Directions:
• A. Reproduce a passage from the essay on violence in video games, beginning at the words "A lot of you" and stopping after the words "what is abhorrent?".
• B. For each statement below, state whether the essay on violence in video games agrees with it, answering yes or no and quoting the deciding words of the essay exactly. (i) The essay holds that the ability to punch, kick or shoot an enemy has not changed over the past ten years. (ii) The essay places blood and gore in the same category as microtransactions. (iii) The essay describes the creation of this kind of violence as requiring little effort.

Page text:

☆ ☆ ☆ ☆ ☆ ☆ ☆

A lot of you have been asking for this one; hope you enjoy 🙂
Violence is, arguably, the most primitive building block of entertainment. Before YouTube, television, or even the gramophone, there were the ones who wielded the gladius, those who fought in the arena to cater to the euphoric crowds, whose adrenal glands were stimulated in parity by a life saving parry and a brutal decapitation both. The idea that violence is entertaining has lived on far beyond those early days of Anno Domini of course; great aptitude for boxing a person’s face will earn you the same gold medal in the Olympics as the one for swimming at superhuman speeds. Pain. People love it, and they always have. But when do you start to hate it? What set of rules define what is appealing and what is abhorrent?
This we will answer later. First, consider this idea: violence in video games has never ever changed. That might sound rather ridiculous considering the title, but bear with me. The ability to punch, kick or shoot an enemy is no different today than it was 10 years ago. Conceptually, this:
Is just the same as this:
When we talk about the evolution of violence in videogames, we talk about the clarity in which it is wrought, not the violent acts themselves. Both pictures above exhibit a player punching an enemy, and as such none is more violent than the other. What has changed is the detail of the viscera exposed, and subsequently the abject realism. If we look at natural selection, we can assume that more explicit violence is better because of its gradual incrementation. A lot of visible trends in gaming I do find, however, to be insidious and retrograde, but in my subjective eyes, blood and gore don’t come under the same banner as, say, microtransactions or always-online DRM. So if the ability to see a person’s eyes bulge and squeak and pop is better, why? Why do people strive for this? Players acknowledge the effects of a falcon-punch to the face, why exhibit it in so much detail, why not be implicit? We must remember that during the development of any recent Mortal Kombat game, someone had to spend hours rendering the combustion of every artery severed, the creak and crack of every bone for each individual character. Creating this kind of violence requires a deeply disturbing amount of effort. Developing the game in such an explicitly violent way isn’t just some small parapraxis, it’s a lengthy, carefully crafted projection of the mind’s capacity for ancient carnal joy. Being as explicit as possible is a costly choice, and I suppose you could say that developers strive for it to achieve that same crowd-throwing spectacle that the gladiators exhibited, and the closer you replicate the entertainment, being the violence, the closer you replicate the euphoric reaction of the crowd, now the player. But, surely then, more explicit violence is more fun? People become entirely entranced with games like Mortal Kombat for its beautifully gory gameplay, but then…are horrified by Hatred.

☆ ☆ ☆ ☆ ☆ ☆ ☆

Available data:
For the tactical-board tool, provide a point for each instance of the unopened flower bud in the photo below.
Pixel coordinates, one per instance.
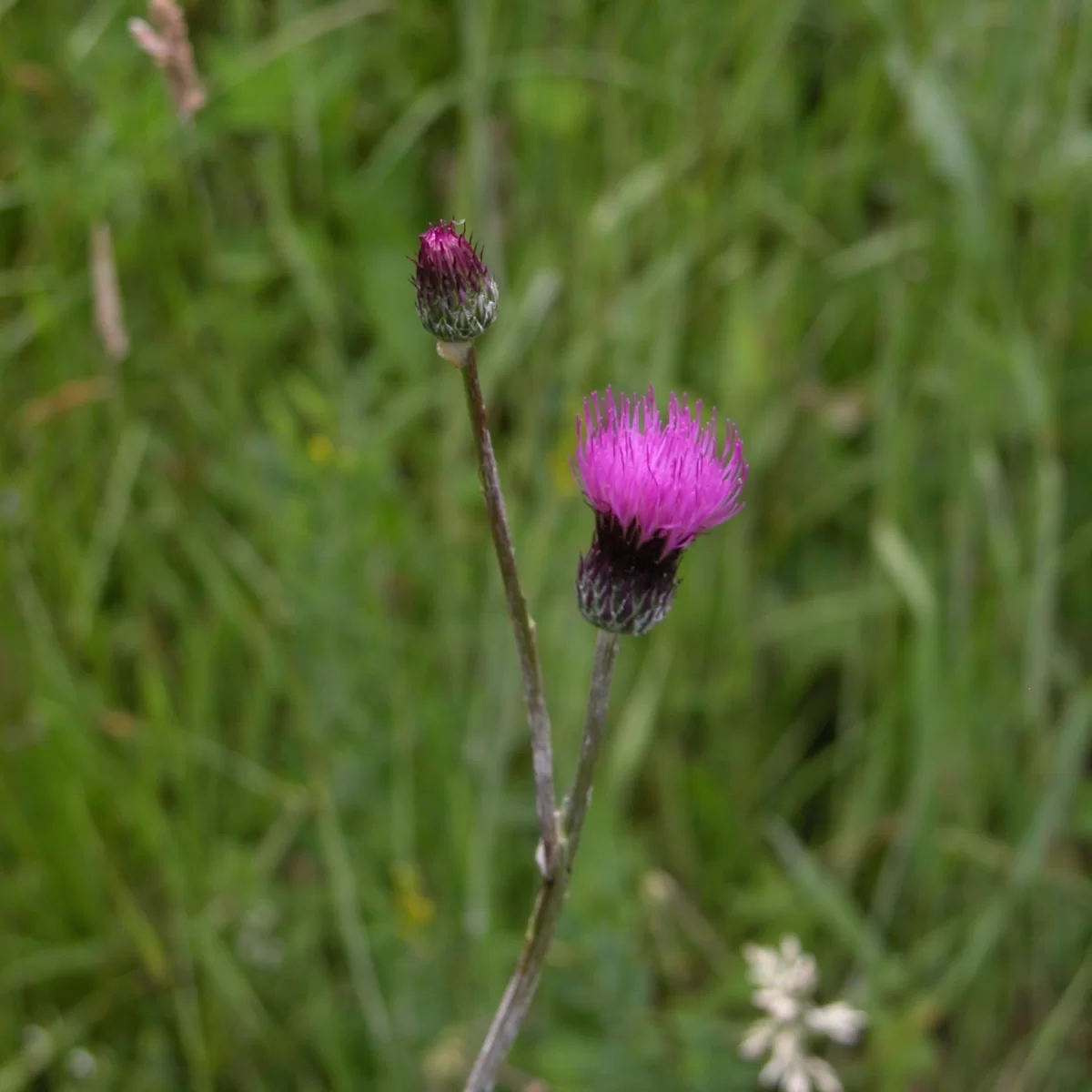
(457, 298)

☆ ☆ ☆ ☆ ☆ ☆ ☆

Responses in order:
• A.
A lot of you have been asking for this one; hope you enjoy 🙂
Violence is, arguably, the most primitive building block of entertainment. Before YouTube, television, or even the gramophone, there were the ones who wielded the gladius, those who fought in the arena to cater to the euphoric crowds, whose adrenal glands were stimulated in parity by a life saving parry and a brutal decapitation both. The idea that violence is entertaining has lived on far beyond those early days of Anno Domini of course; great aptitude for boxing a person’s face will earn you the same gold medal in the Olympics as the one for swimming at superhuman speeds. Pain. People love it, and they always have. But when do you start to hate it? What set of rules define what is appealing and what is abhorrent?

• B.
(i) Yes: "The ability to punch, kick or shoot an enemy is no different today than it was 10 years ago."
(ii) No: "blood and gore don’t come under the same banner as, say, microtransactions or always-online DRM"
(iii) No: "Creating this kind of violence requires a deeply disturbing amount of effort."